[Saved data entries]
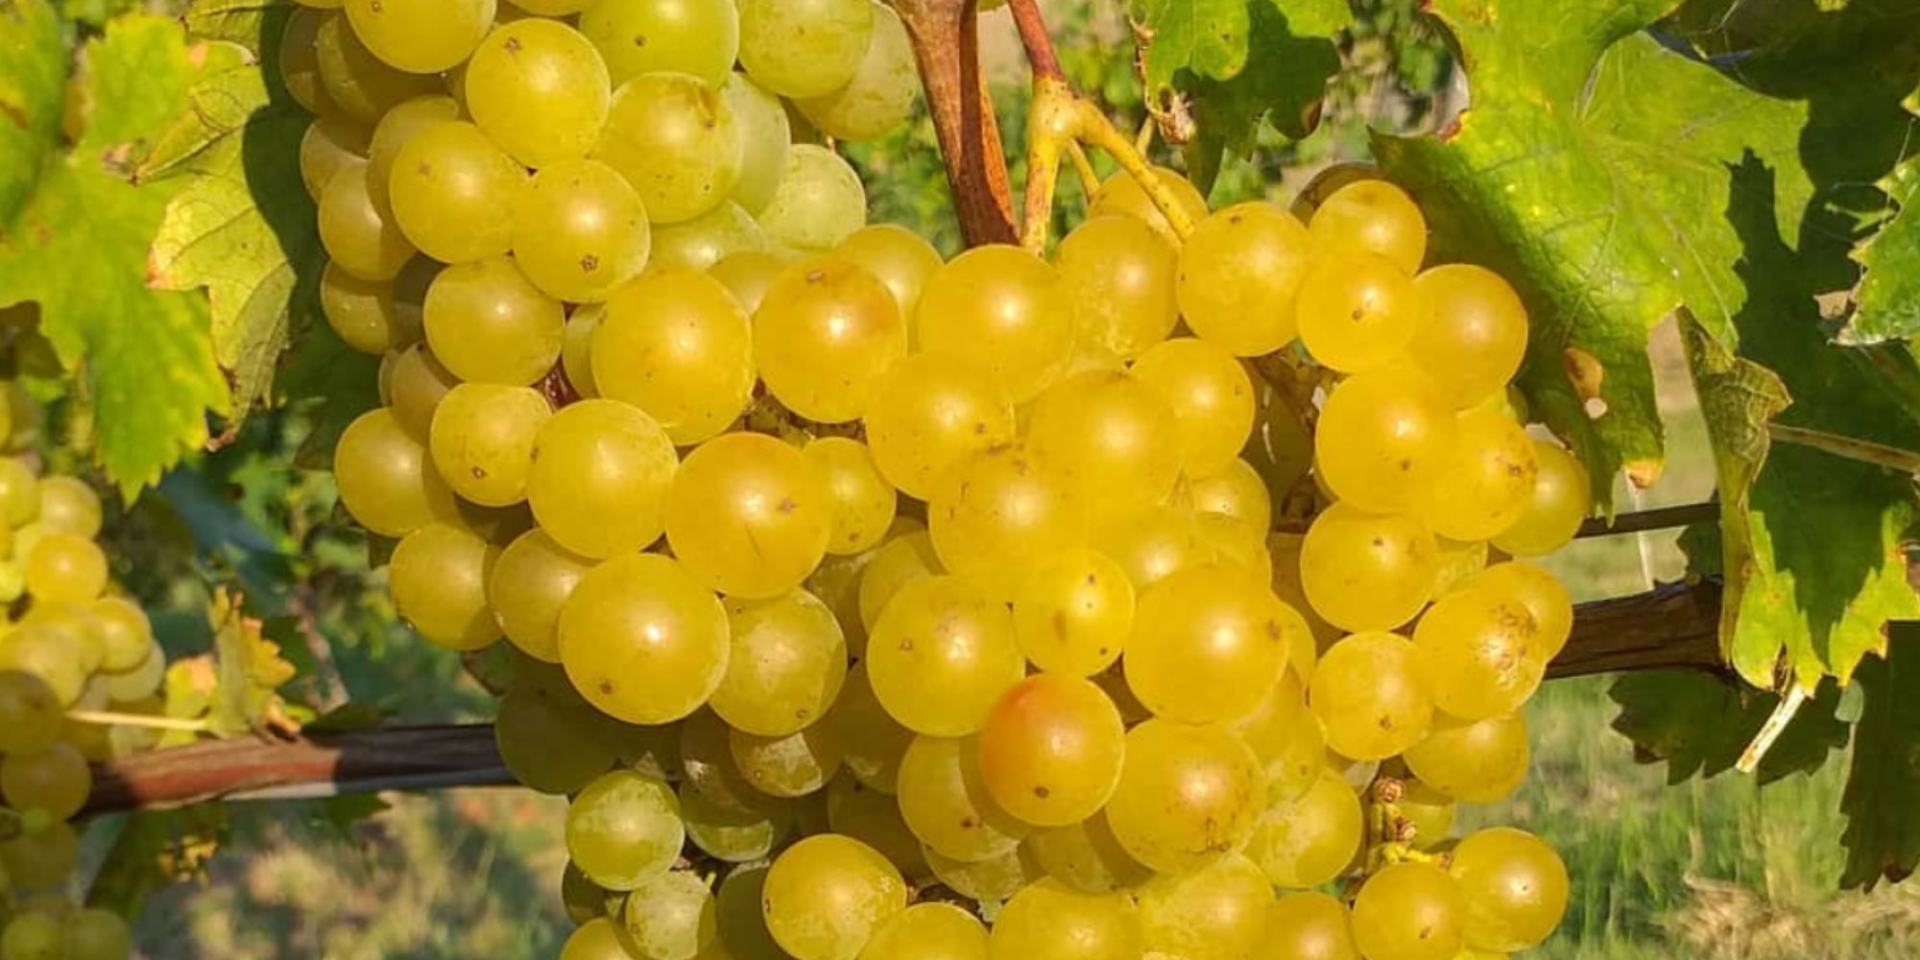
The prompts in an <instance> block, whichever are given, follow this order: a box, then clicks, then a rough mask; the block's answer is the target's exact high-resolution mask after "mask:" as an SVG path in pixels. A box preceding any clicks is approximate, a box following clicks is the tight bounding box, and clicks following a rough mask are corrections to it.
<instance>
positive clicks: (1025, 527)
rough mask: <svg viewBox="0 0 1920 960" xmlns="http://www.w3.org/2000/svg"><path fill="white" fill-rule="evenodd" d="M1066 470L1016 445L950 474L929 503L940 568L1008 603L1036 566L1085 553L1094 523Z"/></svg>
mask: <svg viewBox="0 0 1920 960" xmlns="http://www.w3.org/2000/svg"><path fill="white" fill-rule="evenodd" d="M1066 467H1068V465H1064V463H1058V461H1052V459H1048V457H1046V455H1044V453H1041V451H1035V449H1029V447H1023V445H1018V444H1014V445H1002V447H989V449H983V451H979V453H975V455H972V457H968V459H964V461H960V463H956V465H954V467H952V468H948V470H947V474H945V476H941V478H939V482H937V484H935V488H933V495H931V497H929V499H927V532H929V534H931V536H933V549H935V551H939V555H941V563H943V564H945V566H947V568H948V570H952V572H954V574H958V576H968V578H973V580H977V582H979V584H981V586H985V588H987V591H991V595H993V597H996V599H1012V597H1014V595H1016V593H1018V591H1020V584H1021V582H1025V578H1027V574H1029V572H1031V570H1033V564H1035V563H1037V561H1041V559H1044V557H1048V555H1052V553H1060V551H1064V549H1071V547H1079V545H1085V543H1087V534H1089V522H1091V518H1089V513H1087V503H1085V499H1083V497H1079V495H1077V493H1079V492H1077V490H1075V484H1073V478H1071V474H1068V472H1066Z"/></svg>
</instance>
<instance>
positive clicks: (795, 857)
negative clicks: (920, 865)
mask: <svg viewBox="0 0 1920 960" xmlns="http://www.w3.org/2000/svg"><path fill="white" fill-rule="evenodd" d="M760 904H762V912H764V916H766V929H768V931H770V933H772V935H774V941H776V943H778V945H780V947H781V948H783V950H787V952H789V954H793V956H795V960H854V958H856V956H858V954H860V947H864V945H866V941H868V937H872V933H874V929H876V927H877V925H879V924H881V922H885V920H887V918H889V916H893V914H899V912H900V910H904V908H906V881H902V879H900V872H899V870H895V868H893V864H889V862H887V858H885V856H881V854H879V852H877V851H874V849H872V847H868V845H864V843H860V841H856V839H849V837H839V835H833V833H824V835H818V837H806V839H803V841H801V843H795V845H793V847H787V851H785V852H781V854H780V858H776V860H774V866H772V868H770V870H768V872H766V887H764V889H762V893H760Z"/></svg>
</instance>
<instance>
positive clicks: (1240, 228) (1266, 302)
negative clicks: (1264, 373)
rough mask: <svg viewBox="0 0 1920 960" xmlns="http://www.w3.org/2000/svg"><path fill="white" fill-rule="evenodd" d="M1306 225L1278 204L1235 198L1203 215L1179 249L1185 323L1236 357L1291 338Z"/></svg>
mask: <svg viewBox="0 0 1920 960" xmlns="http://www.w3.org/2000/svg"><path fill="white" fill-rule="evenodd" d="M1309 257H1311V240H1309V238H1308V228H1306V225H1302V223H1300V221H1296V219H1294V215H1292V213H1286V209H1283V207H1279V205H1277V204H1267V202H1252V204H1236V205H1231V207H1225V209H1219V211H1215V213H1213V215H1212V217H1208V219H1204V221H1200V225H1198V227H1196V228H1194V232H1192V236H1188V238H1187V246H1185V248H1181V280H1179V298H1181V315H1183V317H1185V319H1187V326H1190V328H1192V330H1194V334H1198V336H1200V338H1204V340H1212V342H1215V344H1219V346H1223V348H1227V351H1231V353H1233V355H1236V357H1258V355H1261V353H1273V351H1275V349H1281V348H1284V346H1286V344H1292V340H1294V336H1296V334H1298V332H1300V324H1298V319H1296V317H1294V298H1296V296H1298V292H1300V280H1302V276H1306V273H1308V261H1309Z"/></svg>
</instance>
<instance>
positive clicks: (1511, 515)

* * *

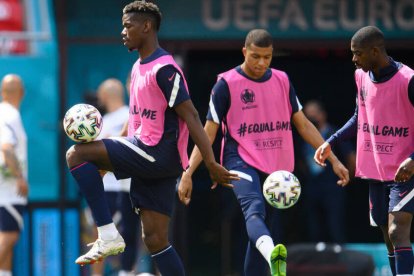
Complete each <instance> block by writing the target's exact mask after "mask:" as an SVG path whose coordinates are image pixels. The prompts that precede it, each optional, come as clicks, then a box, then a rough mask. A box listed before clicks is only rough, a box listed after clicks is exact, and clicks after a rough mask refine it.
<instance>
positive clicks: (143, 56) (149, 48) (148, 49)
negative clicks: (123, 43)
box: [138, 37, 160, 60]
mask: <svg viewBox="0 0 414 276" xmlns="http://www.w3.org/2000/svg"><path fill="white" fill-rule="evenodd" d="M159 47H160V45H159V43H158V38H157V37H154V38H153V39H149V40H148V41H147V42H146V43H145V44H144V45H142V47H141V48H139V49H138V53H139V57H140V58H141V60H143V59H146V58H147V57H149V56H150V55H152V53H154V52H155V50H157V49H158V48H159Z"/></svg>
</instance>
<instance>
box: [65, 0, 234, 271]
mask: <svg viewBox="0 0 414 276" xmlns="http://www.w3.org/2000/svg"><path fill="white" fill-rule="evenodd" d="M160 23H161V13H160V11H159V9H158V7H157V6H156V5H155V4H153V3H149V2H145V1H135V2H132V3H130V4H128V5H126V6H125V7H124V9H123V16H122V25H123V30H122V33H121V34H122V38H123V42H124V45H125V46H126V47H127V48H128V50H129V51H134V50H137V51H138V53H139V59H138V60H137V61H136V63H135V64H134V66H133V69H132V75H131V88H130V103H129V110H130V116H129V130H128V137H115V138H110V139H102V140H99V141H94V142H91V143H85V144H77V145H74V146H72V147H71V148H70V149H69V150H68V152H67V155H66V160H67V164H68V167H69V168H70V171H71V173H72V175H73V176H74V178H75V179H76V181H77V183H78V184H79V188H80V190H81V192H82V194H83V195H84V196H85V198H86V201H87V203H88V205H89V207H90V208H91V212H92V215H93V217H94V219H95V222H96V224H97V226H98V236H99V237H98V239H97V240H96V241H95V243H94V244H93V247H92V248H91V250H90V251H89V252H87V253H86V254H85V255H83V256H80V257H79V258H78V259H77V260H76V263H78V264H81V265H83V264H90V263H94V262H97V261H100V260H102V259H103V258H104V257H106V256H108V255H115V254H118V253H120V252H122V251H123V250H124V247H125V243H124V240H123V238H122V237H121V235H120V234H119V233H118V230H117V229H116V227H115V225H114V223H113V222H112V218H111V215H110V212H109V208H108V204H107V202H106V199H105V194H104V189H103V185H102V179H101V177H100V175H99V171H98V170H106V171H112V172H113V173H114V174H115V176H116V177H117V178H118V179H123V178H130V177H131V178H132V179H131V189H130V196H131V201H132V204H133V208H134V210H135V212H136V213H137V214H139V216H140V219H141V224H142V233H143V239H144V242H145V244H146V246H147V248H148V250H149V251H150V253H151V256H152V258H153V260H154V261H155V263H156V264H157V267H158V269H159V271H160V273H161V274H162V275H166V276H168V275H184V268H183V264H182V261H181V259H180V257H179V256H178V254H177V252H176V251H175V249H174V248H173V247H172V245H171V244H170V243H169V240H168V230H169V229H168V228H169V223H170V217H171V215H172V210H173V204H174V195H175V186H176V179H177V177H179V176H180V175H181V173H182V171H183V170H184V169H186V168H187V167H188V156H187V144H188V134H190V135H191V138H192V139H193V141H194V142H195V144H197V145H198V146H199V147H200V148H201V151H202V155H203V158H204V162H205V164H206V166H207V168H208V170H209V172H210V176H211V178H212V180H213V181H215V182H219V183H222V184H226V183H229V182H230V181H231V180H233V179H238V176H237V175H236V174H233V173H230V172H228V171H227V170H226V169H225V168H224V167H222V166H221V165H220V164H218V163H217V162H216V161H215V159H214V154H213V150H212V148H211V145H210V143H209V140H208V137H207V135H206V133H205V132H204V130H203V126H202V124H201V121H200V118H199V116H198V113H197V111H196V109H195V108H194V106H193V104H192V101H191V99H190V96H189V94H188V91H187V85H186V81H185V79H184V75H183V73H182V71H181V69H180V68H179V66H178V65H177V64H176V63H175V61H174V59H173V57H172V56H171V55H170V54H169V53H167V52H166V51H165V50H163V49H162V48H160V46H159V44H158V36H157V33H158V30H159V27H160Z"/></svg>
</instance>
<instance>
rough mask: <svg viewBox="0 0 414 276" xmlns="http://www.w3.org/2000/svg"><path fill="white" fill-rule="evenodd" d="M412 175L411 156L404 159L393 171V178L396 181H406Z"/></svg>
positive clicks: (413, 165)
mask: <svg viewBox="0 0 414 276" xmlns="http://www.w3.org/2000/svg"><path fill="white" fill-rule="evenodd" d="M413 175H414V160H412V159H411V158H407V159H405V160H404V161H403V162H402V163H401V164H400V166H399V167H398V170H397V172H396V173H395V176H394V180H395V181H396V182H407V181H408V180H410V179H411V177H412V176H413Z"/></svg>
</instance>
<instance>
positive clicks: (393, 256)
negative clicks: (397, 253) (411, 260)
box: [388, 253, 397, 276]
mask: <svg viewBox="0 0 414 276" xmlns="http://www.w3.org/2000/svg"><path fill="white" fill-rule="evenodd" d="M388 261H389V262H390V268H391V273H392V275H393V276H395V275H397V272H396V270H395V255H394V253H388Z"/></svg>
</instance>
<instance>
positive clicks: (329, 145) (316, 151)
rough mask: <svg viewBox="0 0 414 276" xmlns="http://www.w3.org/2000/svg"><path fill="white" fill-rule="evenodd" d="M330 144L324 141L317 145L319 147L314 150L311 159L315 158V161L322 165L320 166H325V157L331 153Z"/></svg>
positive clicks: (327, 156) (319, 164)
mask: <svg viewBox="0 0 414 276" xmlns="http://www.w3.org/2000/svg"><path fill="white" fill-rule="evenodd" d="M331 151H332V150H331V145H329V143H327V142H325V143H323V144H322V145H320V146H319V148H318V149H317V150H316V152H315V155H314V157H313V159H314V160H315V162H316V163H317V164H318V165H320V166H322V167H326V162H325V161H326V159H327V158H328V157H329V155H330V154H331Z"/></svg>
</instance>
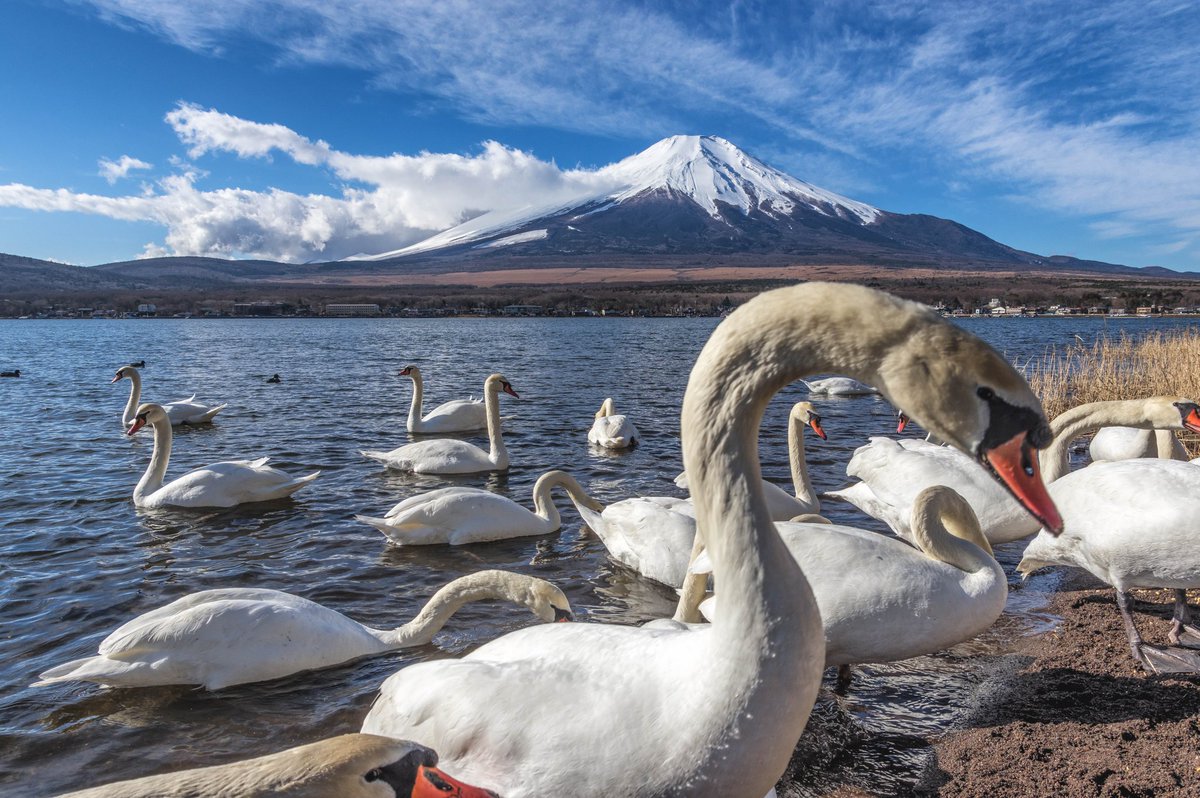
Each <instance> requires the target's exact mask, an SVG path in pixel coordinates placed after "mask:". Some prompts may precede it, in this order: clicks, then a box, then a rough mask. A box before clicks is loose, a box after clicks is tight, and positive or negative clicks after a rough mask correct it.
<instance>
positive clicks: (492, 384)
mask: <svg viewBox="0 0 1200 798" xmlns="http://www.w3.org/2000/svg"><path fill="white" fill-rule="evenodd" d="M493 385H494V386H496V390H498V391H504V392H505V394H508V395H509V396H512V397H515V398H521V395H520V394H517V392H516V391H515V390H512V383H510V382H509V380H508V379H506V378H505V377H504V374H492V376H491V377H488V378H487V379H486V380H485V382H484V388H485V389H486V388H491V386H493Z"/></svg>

* * *

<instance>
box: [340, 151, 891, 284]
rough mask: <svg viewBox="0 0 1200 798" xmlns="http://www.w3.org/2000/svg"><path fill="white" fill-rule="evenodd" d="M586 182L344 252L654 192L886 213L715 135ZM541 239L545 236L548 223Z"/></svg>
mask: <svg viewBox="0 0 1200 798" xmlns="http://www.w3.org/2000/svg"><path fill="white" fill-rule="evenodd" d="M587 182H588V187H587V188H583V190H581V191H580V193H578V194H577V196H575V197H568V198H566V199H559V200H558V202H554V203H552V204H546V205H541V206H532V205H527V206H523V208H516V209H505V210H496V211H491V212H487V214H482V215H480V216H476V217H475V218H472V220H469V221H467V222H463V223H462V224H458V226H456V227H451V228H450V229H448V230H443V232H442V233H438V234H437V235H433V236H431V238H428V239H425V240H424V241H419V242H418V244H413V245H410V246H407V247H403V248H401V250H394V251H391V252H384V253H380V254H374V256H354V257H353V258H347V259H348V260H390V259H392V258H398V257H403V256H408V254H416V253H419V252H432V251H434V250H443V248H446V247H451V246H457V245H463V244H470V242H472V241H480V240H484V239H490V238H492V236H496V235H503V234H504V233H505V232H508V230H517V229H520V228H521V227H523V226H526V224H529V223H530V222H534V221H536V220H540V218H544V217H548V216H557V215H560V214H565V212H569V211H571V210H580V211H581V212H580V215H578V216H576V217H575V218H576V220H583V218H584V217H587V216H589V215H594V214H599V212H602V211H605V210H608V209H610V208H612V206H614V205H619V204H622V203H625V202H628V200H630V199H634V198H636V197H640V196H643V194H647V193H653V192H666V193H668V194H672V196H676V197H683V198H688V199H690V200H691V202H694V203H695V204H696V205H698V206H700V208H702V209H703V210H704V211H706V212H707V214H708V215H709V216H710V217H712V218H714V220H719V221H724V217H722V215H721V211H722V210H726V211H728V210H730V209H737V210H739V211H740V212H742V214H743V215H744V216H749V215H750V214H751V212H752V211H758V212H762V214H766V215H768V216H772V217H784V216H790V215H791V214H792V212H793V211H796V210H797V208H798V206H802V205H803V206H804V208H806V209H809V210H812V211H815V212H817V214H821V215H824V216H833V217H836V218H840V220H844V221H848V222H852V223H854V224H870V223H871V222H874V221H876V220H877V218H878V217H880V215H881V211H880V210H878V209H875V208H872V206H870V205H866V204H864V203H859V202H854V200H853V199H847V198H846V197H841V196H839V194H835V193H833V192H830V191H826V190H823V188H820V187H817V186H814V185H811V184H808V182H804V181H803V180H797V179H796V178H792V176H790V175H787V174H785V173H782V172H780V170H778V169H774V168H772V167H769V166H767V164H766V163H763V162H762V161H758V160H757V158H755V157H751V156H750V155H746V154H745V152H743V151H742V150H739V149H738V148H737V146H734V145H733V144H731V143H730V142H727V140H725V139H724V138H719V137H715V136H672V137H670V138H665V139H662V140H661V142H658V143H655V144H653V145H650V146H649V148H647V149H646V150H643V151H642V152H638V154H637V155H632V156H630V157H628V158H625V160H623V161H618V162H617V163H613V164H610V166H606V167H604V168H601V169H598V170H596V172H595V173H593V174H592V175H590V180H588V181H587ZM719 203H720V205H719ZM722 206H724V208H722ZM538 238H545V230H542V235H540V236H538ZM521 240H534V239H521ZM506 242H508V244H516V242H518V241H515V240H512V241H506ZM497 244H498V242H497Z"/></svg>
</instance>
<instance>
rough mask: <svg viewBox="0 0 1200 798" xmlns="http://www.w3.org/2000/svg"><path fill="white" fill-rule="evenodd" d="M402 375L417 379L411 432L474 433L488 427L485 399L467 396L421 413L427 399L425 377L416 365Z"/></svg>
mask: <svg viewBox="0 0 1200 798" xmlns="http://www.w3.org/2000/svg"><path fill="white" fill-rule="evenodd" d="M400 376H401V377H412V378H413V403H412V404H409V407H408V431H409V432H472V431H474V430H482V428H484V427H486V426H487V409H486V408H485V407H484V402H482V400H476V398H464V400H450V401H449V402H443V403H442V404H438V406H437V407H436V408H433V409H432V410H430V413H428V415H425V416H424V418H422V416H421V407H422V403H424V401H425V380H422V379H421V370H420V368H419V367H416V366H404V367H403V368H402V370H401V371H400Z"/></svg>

Your goal:
Set down, unchanged, only those lines above that fall between the line with "The prompts in" and the line with "positive clicks: (1025, 527)", the two end lines included.

Task response:
The prompts in an <instance> block, whichever are given, follow this order: a box, then clicks, then a rough mask; the block's answer is the target's exact high-resolution mask after "mask:" as an SVG path in pixels. A box preceding any clicks is approximate, a box following clicks is the tight bounding box, and clicks following a rough mask are corrections to it.
<instance>
positive clicks: (1025, 527)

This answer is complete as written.